• [Exercise]: Pick out every line below that contains the string "cultivated", matching case exactly.

• [Listed entries]:
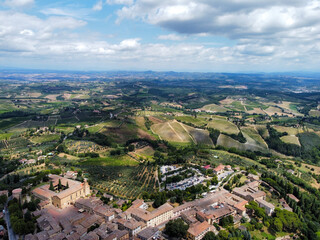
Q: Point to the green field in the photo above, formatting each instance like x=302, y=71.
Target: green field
x=45, y=138
x=223, y=125
x=110, y=161
x=214, y=108
x=290, y=139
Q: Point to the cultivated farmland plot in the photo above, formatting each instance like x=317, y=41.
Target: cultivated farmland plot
x=125, y=182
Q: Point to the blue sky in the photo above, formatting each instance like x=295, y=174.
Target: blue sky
x=166, y=35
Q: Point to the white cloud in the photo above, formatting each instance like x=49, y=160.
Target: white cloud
x=119, y=2
x=98, y=6
x=268, y=34
x=19, y=3
x=172, y=37
x=231, y=18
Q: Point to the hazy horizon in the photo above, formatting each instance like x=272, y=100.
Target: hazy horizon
x=181, y=36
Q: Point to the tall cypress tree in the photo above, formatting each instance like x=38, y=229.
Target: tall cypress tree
x=51, y=186
x=59, y=185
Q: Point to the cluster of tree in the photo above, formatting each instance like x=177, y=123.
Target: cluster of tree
x=3, y=201
x=214, y=135
x=247, y=154
x=21, y=223
x=286, y=221
x=307, y=209
x=269, y=162
x=228, y=234
x=7, y=166
x=153, y=143
x=226, y=221
x=183, y=175
x=274, y=142
x=234, y=182
x=176, y=229
x=89, y=154
x=239, y=137
x=98, y=138
x=176, y=195
x=147, y=123
x=17, y=113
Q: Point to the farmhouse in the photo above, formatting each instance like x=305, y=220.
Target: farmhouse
x=220, y=169
x=198, y=230
x=250, y=192
x=154, y=218
x=70, y=191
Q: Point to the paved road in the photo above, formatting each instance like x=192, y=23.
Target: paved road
x=11, y=234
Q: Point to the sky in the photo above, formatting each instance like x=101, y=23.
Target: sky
x=161, y=35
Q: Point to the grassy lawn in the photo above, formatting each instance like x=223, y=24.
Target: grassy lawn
x=110, y=161
x=45, y=138
x=4, y=136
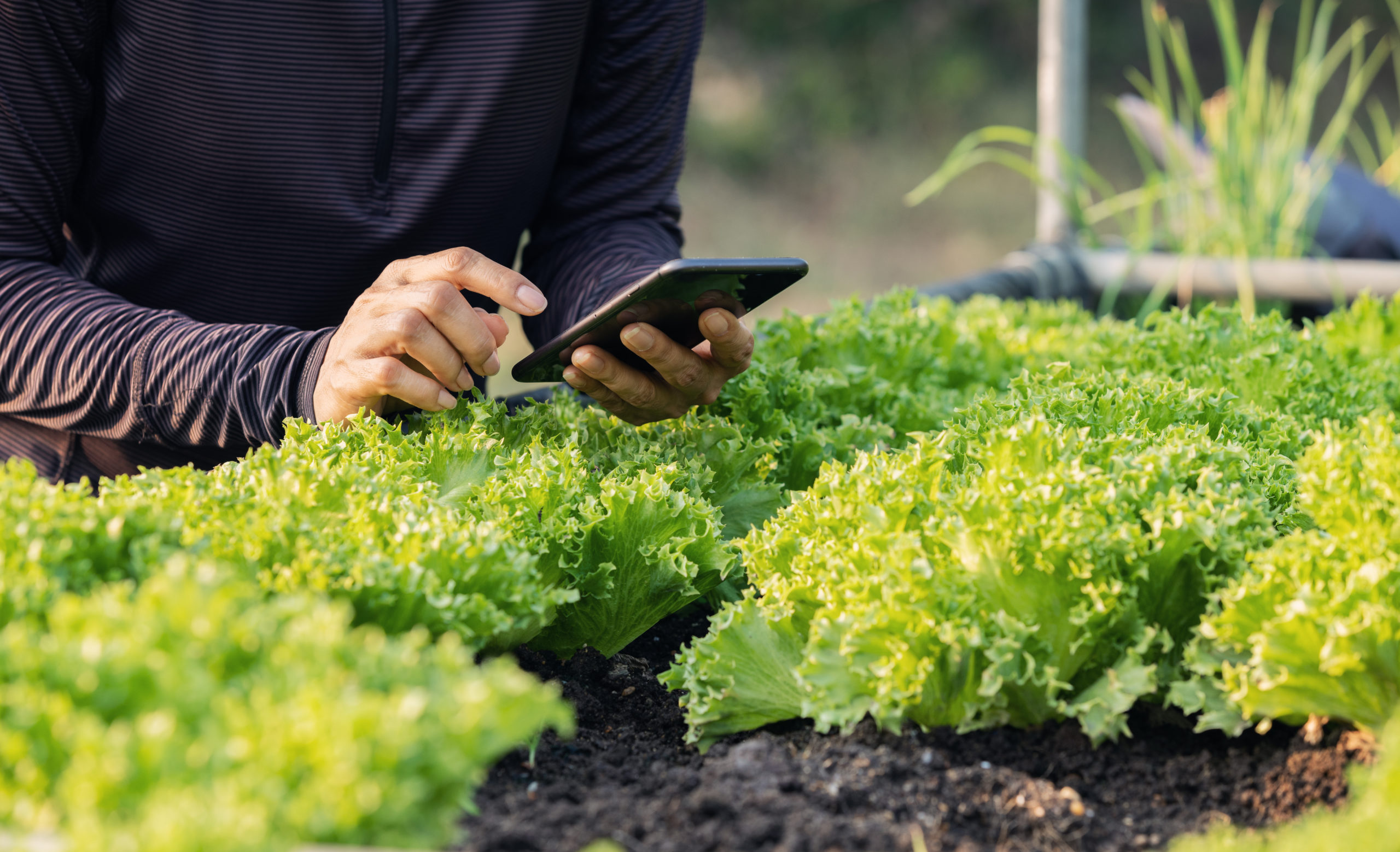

• [Exercise response]:
Q: Point to the cultivated farmland plot in the photo above, formatting each instance like x=317, y=41.
Target: cultivated farmland plot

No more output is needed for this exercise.